Text shown
Examples of topics of interest include, but are not limited to: social network analysis, classification and regression
methods, semi-supervised learning, unsupervised learning and clustering, graph and link mining, rule and pattern mining,
web mining, efficient or distributed mining algorithms, mining temporal and spatial data, probabilistic methods, text
mining, security and privacy, optimization techniques, recommender systems, mining sequences, topic and graphical models,
matrix and tensor methods, feature selection, online advertising, biological and medical data, anomaly detection, and
knowledge discovery from big data.
Papers emphasizing theoretical foundations are particularly encouraged, as are novel modeling and algorithmic approaches
to specific data mining problems in scientific, business, medical, and engineering applications. Visionary papers on new
and emerging topics are also welcome. Authors are explicitly discouraged from submitting papers that contain only
incremental results and that do not provide significant advances over existing approaches.

Questions
• 1. In the call for papers, what kind of papers are authors explicitly discouraged from submitting?
• 2. Which application areas does the call for papers name for novel modeling and algorithmic approaches to data mining problems?
• 3. Carry on the call for papers from its last sentence.

Dataset records
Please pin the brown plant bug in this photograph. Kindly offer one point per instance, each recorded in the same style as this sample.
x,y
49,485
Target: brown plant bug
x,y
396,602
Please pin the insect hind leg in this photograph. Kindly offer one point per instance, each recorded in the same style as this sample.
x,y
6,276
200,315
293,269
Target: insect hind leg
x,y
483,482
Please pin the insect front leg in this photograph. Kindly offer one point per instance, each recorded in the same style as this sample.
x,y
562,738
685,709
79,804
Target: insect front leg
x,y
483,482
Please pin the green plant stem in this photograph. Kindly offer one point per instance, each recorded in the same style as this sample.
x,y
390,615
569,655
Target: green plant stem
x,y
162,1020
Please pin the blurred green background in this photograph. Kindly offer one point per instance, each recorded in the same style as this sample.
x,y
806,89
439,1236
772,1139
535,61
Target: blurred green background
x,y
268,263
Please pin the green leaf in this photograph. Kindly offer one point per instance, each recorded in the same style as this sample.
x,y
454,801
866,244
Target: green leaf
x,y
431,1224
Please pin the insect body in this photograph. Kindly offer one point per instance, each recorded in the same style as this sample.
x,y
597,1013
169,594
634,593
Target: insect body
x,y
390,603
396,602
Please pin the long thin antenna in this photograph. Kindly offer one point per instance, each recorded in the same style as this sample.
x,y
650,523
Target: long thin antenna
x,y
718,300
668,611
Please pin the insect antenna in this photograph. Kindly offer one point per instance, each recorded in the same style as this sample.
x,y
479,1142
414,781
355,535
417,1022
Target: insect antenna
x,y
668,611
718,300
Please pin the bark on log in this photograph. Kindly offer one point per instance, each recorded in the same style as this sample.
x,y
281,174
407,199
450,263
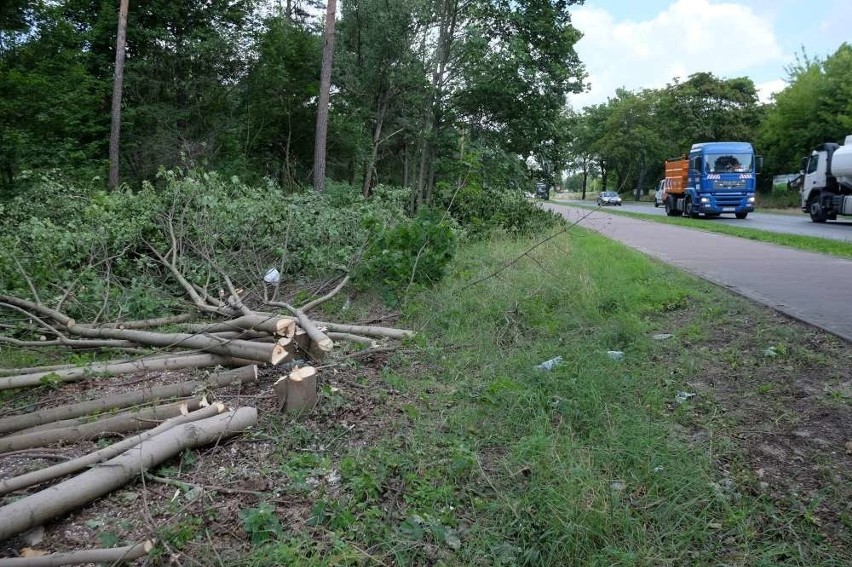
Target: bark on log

Answers
• 1. Papers that contain only incremental results and that do not provide significant advances over existing approaches.

• 2. Scientific, business, medical, and engineering.

• 3.
Application oriented papers that make innovative technical contributions to research are welcome.
Submitted papers will be assessed based on their novelty, technical quality, potential impact, and clarity of writing. For
papers that rely heavily on empirical evaluations, the experimental methods and results should be clear, well executed,
and repeatable. Authors are strongly encouraged to make data and code publicly available whenever possible.

CALL FOR PAPERS - Industrial and Government Track
-------------------------------------------------
We invite submissions describing implementations of data mining and analytics systems in industrial or government
settings. The primary emphasis is on papers that advance the understanding and dealing of practical issues related to
deploying analytics technologies in industry and government and highlight new research challenges motivated by analytics
and data mining applications. These applications can be in any field including, but not limited to e-commerce, medicine,
healthcare, defense, public policy, engineering, law, manufacturing, telecommunications, and government.
Submitted papers will go through a competitive peer review process. We would like to differentiate the Industry &
Government track from the Research Track by ensuring that submissions solve real-world problems and focus on deployments.
Submissions must clearly identify in which one of the following three areas they should be evaluated: “deployed”,
“discovery”, and “emerging”.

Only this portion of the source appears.